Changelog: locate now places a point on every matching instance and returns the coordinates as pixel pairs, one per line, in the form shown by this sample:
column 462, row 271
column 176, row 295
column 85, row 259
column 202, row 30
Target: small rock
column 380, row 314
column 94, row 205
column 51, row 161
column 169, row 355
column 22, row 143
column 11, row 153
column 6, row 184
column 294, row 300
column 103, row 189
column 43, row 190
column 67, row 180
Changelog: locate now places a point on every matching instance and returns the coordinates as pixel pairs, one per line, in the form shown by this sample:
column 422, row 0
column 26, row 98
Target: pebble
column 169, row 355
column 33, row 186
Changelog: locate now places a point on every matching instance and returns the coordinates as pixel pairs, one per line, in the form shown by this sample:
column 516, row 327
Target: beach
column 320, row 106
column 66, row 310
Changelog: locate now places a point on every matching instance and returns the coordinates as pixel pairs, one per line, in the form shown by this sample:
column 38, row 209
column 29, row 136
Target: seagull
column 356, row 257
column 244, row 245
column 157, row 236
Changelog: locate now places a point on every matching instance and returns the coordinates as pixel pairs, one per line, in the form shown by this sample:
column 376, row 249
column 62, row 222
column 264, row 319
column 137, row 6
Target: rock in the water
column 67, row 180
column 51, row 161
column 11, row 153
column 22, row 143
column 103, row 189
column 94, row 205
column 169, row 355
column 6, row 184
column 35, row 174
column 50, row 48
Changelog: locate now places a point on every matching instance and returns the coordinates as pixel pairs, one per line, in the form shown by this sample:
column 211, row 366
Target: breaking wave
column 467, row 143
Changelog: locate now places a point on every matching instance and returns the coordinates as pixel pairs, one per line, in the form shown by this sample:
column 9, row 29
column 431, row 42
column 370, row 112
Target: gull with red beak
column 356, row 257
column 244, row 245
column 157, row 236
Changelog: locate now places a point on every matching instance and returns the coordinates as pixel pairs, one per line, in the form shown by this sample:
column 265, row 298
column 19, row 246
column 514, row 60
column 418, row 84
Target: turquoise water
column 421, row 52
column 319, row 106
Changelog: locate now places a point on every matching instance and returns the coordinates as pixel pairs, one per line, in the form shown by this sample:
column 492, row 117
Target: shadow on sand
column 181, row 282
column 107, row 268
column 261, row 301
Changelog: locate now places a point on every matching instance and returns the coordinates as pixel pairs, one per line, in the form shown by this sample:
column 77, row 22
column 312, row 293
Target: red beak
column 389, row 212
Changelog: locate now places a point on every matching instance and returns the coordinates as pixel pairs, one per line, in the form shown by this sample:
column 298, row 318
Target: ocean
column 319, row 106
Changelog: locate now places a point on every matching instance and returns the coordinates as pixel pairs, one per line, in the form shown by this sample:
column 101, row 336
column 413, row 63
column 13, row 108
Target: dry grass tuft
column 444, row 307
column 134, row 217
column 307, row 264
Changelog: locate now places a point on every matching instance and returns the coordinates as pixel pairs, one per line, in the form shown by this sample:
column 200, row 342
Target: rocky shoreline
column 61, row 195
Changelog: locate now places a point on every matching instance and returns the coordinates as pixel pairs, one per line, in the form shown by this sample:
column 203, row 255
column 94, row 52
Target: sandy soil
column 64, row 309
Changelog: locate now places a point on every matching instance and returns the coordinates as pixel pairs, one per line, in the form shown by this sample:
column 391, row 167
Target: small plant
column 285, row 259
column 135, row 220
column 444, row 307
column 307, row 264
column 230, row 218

+ + + + +

Return the material exactly as it stands.

*RESPONSE FOR THIS EXERCISE*.
Changelog: locate now places a point on every matching instance and returns the coordinates as pixel pairs, one per line, in the form shown by this sample:
column 462, row 271
column 176, row 295
column 85, row 259
column 202, row 30
Target: small rock
column 380, row 314
column 94, row 205
column 51, row 161
column 169, row 355
column 22, row 143
column 11, row 153
column 6, row 184
column 294, row 300
column 103, row 189
column 43, row 190
column 67, row 180
Changelog: locate now places a point on every matching instance and returns the coordinates as pixel pairs, one per line, in the form shown by this sample:
column 422, row 0
column 26, row 98
Target: pebble
column 169, row 355
column 33, row 186
Changelog: locate now places a point on every matching instance and returns the coordinates as pixel pairs, one per line, in the form shown by this sample:
column 516, row 327
Target: beach
column 320, row 106
column 66, row 310
Changelog: locate now places a point on every matching instance and returns the coordinates as pixel pairs, one per line, in the form shown by this sample:
column 38, row 209
column 29, row 136
Target: seagull
column 356, row 257
column 244, row 245
column 157, row 236
Changelog: locate now places a point on every matching instance and returns the coordinates as pixel pairs, one per line, in the form shown by this sample:
column 376, row 249
column 62, row 222
column 264, row 319
column 137, row 6
Target: rock in the water
column 67, row 180
column 51, row 161
column 11, row 153
column 22, row 143
column 103, row 189
column 94, row 205
column 169, row 355
column 6, row 184
column 35, row 174
column 50, row 48
Changelog: locate now places a point on every matching instance and returns the coordinates as pixel pairs, one per line, in the form shown by this sample:
column 211, row 366
Target: breaking wave
column 467, row 143
Changelog: locate now places a point on every matching instance and returns the coordinates as pixel pairs, one per line, in the form shown by this sample:
column 9, row 29
column 431, row 42
column 370, row 112
Target: gull with red beak
column 356, row 257
column 244, row 245
column 157, row 236
Changelog: locate now places a point on every matching instance and returns the coordinates as pixel pairs, one per line, in the form shown by this sample:
column 265, row 298
column 19, row 246
column 514, row 60
column 418, row 84
Target: turquoise water
column 421, row 52
column 319, row 106
Changelog: locate now places a point on every matching instance and returns the coordinates as pixel pairs, one per line, in the form shown by this sample:
column 492, row 117
Target: shadow on sand
column 181, row 282
column 107, row 268
column 261, row 301
Changelog: locate now places a point on every matching instance and returns the coordinates as pixel pairs, one per line, in the form shown by this sample:
column 77, row 22
column 312, row 293
Target: red beak
column 389, row 212
Changelog: locate now places a point on every matching instance and returns the coordinates as pixel pairs, one per line, in the form shown by this sample:
column 298, row 318
Target: ocean
column 319, row 106
Changelog: locate now places a point on every matching instance and returns the coordinates as pixel pairs, one per line, in the form shown by this sample:
column 101, row 336
column 413, row 63
column 13, row 108
Target: dry grass tuft
column 444, row 307
column 134, row 217
column 307, row 264
Changelog: locate now places a point on every matching instance and returns the coordinates as pixel pairs, one per line, in the form shown by this sample:
column 200, row 342
Target: rocky shoreline
column 61, row 195
Changelog: locate now places a point on every matching instance and returns the coordinates as pixel pairs, one per line, in the form shown by this sample:
column 203, row 255
column 94, row 52
Target: sandy soil
column 64, row 309
Changelog: locate now places a point on every matching instance and returns the coordinates as pixel pairs, one per line, in the form shown by this sample:
column 391, row 167
Target: small plant
column 285, row 259
column 135, row 220
column 444, row 307
column 307, row 264
column 230, row 218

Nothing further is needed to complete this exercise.